§ **THE TASK**
Output each record exactly. Leave none out.

-- Opening Marker --

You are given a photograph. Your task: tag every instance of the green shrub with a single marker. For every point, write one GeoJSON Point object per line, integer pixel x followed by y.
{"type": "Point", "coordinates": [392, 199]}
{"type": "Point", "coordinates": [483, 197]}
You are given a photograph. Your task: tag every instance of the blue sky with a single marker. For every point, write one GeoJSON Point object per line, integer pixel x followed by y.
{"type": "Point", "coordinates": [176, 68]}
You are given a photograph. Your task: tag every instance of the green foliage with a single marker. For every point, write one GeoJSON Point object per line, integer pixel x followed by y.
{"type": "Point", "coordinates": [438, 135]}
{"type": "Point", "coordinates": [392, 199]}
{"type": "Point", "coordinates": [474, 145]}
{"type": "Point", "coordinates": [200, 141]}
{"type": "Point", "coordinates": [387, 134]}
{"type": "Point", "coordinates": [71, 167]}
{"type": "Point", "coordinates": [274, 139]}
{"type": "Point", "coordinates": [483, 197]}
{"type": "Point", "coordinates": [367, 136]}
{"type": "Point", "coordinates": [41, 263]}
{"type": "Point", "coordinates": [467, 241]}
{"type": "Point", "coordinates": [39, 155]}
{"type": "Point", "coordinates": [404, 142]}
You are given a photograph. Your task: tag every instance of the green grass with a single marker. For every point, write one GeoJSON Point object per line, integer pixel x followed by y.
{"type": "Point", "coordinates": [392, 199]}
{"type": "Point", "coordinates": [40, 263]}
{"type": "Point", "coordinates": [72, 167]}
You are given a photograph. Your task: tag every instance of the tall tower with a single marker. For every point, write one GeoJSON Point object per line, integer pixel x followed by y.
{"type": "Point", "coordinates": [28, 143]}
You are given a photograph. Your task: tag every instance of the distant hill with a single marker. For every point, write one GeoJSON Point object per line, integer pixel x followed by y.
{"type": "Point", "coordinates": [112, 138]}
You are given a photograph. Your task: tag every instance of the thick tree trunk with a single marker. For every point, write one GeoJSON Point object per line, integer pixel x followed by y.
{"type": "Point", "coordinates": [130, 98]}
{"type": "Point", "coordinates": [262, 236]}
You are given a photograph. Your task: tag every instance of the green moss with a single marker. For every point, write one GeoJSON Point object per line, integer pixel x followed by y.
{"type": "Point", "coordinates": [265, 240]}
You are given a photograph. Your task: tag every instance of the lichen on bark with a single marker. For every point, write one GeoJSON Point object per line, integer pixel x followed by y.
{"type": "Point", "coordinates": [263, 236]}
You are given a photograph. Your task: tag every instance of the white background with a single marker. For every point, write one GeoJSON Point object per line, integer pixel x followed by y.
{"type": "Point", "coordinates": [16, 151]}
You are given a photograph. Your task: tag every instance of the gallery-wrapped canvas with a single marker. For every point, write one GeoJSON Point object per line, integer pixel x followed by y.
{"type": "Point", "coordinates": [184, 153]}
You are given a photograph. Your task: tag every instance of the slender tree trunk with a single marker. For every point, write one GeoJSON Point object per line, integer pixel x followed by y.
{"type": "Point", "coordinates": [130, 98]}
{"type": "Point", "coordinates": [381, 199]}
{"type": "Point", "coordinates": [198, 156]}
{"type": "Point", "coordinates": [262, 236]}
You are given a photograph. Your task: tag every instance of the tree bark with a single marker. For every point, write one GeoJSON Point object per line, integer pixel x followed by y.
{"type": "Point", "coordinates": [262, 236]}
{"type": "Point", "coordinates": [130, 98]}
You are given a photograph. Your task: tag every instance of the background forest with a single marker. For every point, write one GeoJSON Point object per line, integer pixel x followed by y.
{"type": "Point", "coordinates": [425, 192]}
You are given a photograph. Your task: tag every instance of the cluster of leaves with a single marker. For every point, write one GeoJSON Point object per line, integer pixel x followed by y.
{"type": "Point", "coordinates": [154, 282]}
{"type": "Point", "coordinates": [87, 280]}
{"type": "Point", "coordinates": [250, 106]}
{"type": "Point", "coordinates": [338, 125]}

-- Closing Marker --

§ **SOLUTION TO THE EXERCISE**
You are given a photograph. Your task: tag every instance of the green shrub with a single marker. For every point, write one GeoJSON Point object per line, integer pixel x followed by y.
{"type": "Point", "coordinates": [392, 199]}
{"type": "Point", "coordinates": [483, 197]}
You are given a photograph. Your task: tag every instance of the blue sky with a single marker. For every point, write one GeoJSON Point object per line, integer pixel x followed by y.
{"type": "Point", "coordinates": [176, 68]}
You are given a photograph. Your task: tag every instance of the green foliage with a single marker. For every point, write one GeoJSON Point object per line, integer pixel x followed by y.
{"type": "Point", "coordinates": [438, 135]}
{"type": "Point", "coordinates": [392, 199]}
{"type": "Point", "coordinates": [474, 145]}
{"type": "Point", "coordinates": [200, 141]}
{"type": "Point", "coordinates": [387, 134]}
{"type": "Point", "coordinates": [71, 167]}
{"type": "Point", "coordinates": [274, 139]}
{"type": "Point", "coordinates": [483, 197]}
{"type": "Point", "coordinates": [367, 136]}
{"type": "Point", "coordinates": [41, 263]}
{"type": "Point", "coordinates": [467, 241]}
{"type": "Point", "coordinates": [39, 155]}
{"type": "Point", "coordinates": [404, 142]}
You are given a photograph. Your task: tag every instance of the green grass with a single marker. For every point, write one GeoJSON Point object per line, integer pixel x followed by y.
{"type": "Point", "coordinates": [392, 199]}
{"type": "Point", "coordinates": [40, 263]}
{"type": "Point", "coordinates": [72, 167]}
You are given a photograph. Your task: tag every instance of the tall tower with a single marker. For every point, write one GeoJSON Point object per line, integer pixel x followed by y.
{"type": "Point", "coordinates": [28, 143]}
You are given a photograph. Your task: tag every instance of the distant hill with a single marker. For every point, write one GeoJSON Point object per line, integer pixel x followed by y.
{"type": "Point", "coordinates": [112, 138]}
You are given a photograph. Your task: tag every instance of the thick tree trunk with a single marker. For every point, write one GeoJSON Point object per line, integer pixel x followed by y.
{"type": "Point", "coordinates": [130, 98]}
{"type": "Point", "coordinates": [262, 236]}
You are given a photograph. Your task: tag every instance of the green moss with a single marker. For every point, write one GeoJSON Point object per line, integer pixel x followed by y.
{"type": "Point", "coordinates": [265, 240]}
You are given a photograph. Your task: tag every instance of the lichen on bark with a single marker. For every point, write one GeoJSON Point object per line, integer pixel x followed by y.
{"type": "Point", "coordinates": [263, 236]}
You are given a photograph. Your task: tag every instance of the white background with a single marker. For every point, write one GeoJSON Point object per line, integer pixel x followed by y.
{"type": "Point", "coordinates": [16, 151]}
You are given a photograph. Your task: tag every instance of the gallery-wrapped canvas with a single marker. For every point, write one GeoJSON Point object per line, integer pixel x followed by y.
{"type": "Point", "coordinates": [184, 153]}
You are given a photograph. Your task: tag every instance of the slender tree trunk with a single marker. For every point, write one GeoJSON Point object per line, integer pixel x followed by y.
{"type": "Point", "coordinates": [130, 98]}
{"type": "Point", "coordinates": [381, 199]}
{"type": "Point", "coordinates": [198, 156]}
{"type": "Point", "coordinates": [262, 236]}
You are given a photograph. Your task: tag every instance of the tree bark with a single marker. For every point, write one GeoJSON Point object per line, integer pixel x followed by y.
{"type": "Point", "coordinates": [262, 236]}
{"type": "Point", "coordinates": [130, 98]}
You are given a photograph. Your task: tag every instance of the background forest with a single marker. For every point, write one GeoJSON Point object per line, integer pixel x followed by y.
{"type": "Point", "coordinates": [425, 192]}
You are given a photograph. Your task: tag every instance of the cluster of leaves with a single marker. For every point, write one GeoJSON Point object per line, integer pixel x followed by y.
{"type": "Point", "coordinates": [154, 282]}
{"type": "Point", "coordinates": [87, 280]}
{"type": "Point", "coordinates": [250, 106]}
{"type": "Point", "coordinates": [338, 125]}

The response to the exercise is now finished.